## PASSAGE SHOWN

::::::::::

This is worse on later CPUs, especially when the data does happen to be aligned at run-time; see Why doesn’t gcc resolve _mm256_loadu_pd as single vmovupd? about GCC versions where -mavx256-split-unaligned-load was on by default with -mtune=generic.

It’s actually slower when I tell it that the array is aligned. (with a stupid hack like array = (double*)((ptrdiff_t)array & ~31); which actually generates an instruction to mask off the low 5 bits, because clang-3.5 doesn’t support gcc’s __builtin_assume_aligned.) In that case it uses a tight loop of 4x vaddpd mem, %ymm, %ymm. It only runs about 0.65 insns per cycle (and 0.93 uops / cycle), according to perf, so the bottleneck isn’t front-end.

I checked with a debugger, and calloc is indeed returning a pointer that’s an odd multiple of 16. (glibc for large allocations tends to allocate new pages, and put bookkeeping info in the initial bytes, always misaligning to any boundary wider than 16.) So half the 32B memory accesses are crossing a cache line, causing a big slowdown. It is slightly faster to do two separate 16B loads when your pointer is 16B-aligned but not 32B-aligned, on Sandybridge. (gcc enables -mavx256-split-unaligned-load and ...-store for -march=sandybridge, and also for the default tune=generic with -mavx, which is not so good especially for Haswell or with memory that’s usually aligned by the compiler doesn’t know about it.)

Source level changes

As we can see from clang beating gcc, multiple accumulators are excellent. The most obvious way to do this would be:

for (j = 0; j < ARRAY_SIZE; j+=4) {  // unroll 4 times
    sum0 += array[j];
    sum1 += array[j+1];
    sum2 += array[j+2];
    sum3 += array[j+3];
}

and then don’t collect the 4 accumulators into one until after the end of the outer loop.

Your (from the other question) source change of

sum += j[0]+j[1]+j[2]+j[3]+j[4]+j[5]+j[6]+j[7]+j[8]+j[9];

actually has a similar effect, thanks to out-of-order execution. Each group of 10 is a separate dependency chain. order-of-operations rules say the j values get added together first, and then added to sum. So the loop-carried dependency chain is still only the latency of one FP add, and there’s lots of independent work for each group of 10. Each group is a separate dependency chain of 9 adds, and takes few enough instructions for the out-of-order execution hardware to see the start of the next chain and, and find the parallelism to keep those medium latency, high throughput FP execution units fed.

With -O0, as your silly assignment apparently requires, values are stored to RAM at the end of every statement. Writing longer expressions without updating any variables, even temporaries, will make -O0 run faster, but it’s not a useful optimisation. Don’t waste your time on changes that only help with -O0, esp. not at the expense of readability.

::::::::::

## REQUIREMENTS
A - Please reproduce the part of the loop-optimization passage from "As we can see" up to and including "the outer loop.".
B - Answer these questions using the loop-optimization passage:
(i) Which clang version does not support gcc's __builtin_assume_aligned?
(ii) What did the debugger show about the pointer returned by calloc?
(iii) With -O0, when are values stored to RAM?
C - Extend the loop-optimization passage, picking up right after its final sentence.

::::::::::

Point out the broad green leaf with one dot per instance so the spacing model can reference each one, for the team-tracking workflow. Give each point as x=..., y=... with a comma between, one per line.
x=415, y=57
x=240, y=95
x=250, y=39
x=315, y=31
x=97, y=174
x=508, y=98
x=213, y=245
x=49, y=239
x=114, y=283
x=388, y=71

::::::::::

## TASK-BY-TASK ANSWERS
A -
As we can see from clang beating gcc, multiple accumulators are excellent. The most obvious way to do this would be:

for (j = 0; j < ARRAY_SIZE; j+=4) {  // unroll 4 times
    sum0 += array[j];
    sum1 += array[j+1];
    sum2 += array[j+2];
    sum3 += array[j+3];
}

and then don’t collect the 4 accumulators into one until after the end of the outer loop.

B -
(i) clang-3.5
(ii) It is an odd multiple of 16.
(iii) At the end of every statement.

C -
Using 4 accumulator variables and not adding them together until the end of the outer loop defeats clang’s auto-vectorizer. It still runs in only 1.66s (vs. 4.89 for gcc’s non-vectorized -O2 with one accumulator). Even gcc -O2 without -ffast-math also gets 1.66s for this source change. Note that ARRAY_SIZE is known to be a multiple of 4, so I didn’t include any cleanup code to handle the last up-to-3 elements (or to avoid reading past the end of the array, which would happen as written now). It’s really easy to get something wrong and read past the end of the array when doing this.

GCC, on the other hand, does vectorize this, but it also pessimises (un-optimises) the inner loop into a single dependency chain. I think it’s doing multiple iterations of the outer loop, again.

Using gcc’s platform-independent vector extensions, I wrote a version which compiles into apparently-optimal code:

// compile with gcc -g -Wall -std=gnu11 -Ofast -fno-tree-vectorize -march=native fast-loop-cs201.vec.c -o fl3-vec

#include <stdio.h>
#include <stdlib.h>
#include <stddef.h>
#include <assert.h>
#include <string.h>

// You are only allowed to make changes to this code as specified by the comments in it.

// The code you submit must have these two values.
#define N_TIMES     600000
#define ARRAY_SIZE   10000

int main(void)
{
    double  *array = calloc(ARRAY_SIZE, sizeof(double));
    double  sum = 0;
    int     i;

    // You can add variables between this comment ...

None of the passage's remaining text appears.